━━━ TRECHO DO TEXTO ━━━

Translate

terça-feira, 29 de janeiro de 2013

POLÊMICAS E BIN LADEN NA HORA MAIS ESCURA...

★★★★★★★
Título: A Hora Mais Escura (Zero Dark Thirty)
Ano: 2012
Gênero: Drama, Ação, Guerra
Classificação: 14 anos
Direção: Kathryn Bigelow
Elenco: Jessica Chastain, Jason Clarke, Kyle Chandler, Jennifer Ehle
País: Estados Unidos
Duração: 157 min.

SOBRE O QUE É O FILME?
Os dez anos de busca e finalmente captura e assassinato de Bin Laden.

O QUE TENHO A DIZER...
Este filme é dirigido por Kathryn Bigelow, aquela que em 2010 surgiu do "nada" com o filme Guerra Ao Terror (The Hurt Locker, 2008) e abocanhou o Oscar de Melhor Filme e Direção, entrando para a história da premiação como a primeira mulher a receber o prêmio nas duas categorias. Eu felizmente tive a oportunidade de assistí-lo pouco tempo depois de seu lançamento, ainda no começo de 2009, e sempre o considerei um filme bom e um grande concorrente antes mesmo da sua fama. Na época fiquei bastante surpreso e feliz com sua presença no Oscar 2010, já que ele só foi entrar na premiação quase um ano e meio depois do seu lançamento.

━━━

### REQUISITOS DA TAREFA
Dê continuidade à resenha sobre o filme A Hora Mais Escura, começando logo depois da última frase do trecho. A listagem abaixo não tem nenhum papel aqui.

━━━ CONJUNTO DE DADOS ━━━

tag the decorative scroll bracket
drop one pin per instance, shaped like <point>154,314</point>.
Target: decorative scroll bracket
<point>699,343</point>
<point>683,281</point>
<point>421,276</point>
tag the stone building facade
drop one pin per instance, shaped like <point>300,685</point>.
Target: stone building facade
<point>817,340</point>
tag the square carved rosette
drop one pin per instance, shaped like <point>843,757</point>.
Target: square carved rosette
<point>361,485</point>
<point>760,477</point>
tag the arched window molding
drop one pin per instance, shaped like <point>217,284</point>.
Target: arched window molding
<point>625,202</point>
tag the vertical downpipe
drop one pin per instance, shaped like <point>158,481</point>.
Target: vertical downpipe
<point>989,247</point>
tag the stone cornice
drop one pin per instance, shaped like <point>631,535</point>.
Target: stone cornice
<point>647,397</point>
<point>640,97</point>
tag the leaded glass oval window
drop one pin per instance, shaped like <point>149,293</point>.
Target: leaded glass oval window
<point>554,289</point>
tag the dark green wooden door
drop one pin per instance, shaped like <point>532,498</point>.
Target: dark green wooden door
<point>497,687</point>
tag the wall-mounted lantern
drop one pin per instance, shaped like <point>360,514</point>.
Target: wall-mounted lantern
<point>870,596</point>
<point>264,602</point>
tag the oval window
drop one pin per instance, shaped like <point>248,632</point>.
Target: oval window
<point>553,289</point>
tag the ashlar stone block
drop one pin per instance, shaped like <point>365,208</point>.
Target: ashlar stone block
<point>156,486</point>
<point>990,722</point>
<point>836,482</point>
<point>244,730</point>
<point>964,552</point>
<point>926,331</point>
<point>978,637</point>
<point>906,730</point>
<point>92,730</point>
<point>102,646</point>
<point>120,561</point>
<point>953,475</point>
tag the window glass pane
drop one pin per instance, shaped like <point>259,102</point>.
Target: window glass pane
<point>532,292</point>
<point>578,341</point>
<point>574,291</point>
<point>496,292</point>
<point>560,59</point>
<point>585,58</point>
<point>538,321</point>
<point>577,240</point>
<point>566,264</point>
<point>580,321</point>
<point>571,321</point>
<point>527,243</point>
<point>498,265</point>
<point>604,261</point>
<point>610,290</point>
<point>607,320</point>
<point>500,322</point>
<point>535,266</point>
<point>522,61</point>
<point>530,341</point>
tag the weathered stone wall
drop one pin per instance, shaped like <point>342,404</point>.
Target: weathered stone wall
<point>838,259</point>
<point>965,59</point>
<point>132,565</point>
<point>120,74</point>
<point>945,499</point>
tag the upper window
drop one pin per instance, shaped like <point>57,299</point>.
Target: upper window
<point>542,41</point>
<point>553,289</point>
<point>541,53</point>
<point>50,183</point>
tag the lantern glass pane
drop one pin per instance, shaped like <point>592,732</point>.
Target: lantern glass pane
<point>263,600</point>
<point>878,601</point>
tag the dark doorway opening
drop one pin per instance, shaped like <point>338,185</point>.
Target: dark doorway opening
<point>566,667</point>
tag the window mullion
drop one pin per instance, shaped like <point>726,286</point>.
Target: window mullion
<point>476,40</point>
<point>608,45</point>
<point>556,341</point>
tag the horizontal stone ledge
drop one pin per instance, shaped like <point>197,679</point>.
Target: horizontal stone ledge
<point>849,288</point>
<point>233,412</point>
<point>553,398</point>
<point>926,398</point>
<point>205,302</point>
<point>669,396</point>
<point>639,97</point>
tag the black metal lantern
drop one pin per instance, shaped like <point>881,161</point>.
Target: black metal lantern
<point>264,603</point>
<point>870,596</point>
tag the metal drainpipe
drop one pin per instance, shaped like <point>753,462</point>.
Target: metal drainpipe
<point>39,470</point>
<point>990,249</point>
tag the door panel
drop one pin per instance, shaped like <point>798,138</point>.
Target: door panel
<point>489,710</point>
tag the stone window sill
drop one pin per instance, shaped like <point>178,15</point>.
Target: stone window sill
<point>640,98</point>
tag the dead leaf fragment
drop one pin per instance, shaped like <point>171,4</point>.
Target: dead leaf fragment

━━━

### RESPOSTA CORRETA
Muita gente não se conforma com isso, já que ela derrubou o favoritismo de Avatar (2009) que, por sinal, é do seu todo-poderoso-ex-marido-James-Cameron, o qual também foi responsável até mesmo por convencê-la a realizar aquele filme. Hoje em dia críticos alegam que os prêmios dados a ela foi a oportunidade que tiveram para esnobar a arrogância de James Cameron e também para dizer que a Academia não é machista, misógina ou preconceituosa, e que mesmo o filme tendo sido, a princípio, um grande fracasso de bilheteria (ele foi conseguir se recuperar apenas 1 ano depois por conta da publicidade adquirida no Oscar), ele tinha suas qualidades. E ele realmente tem.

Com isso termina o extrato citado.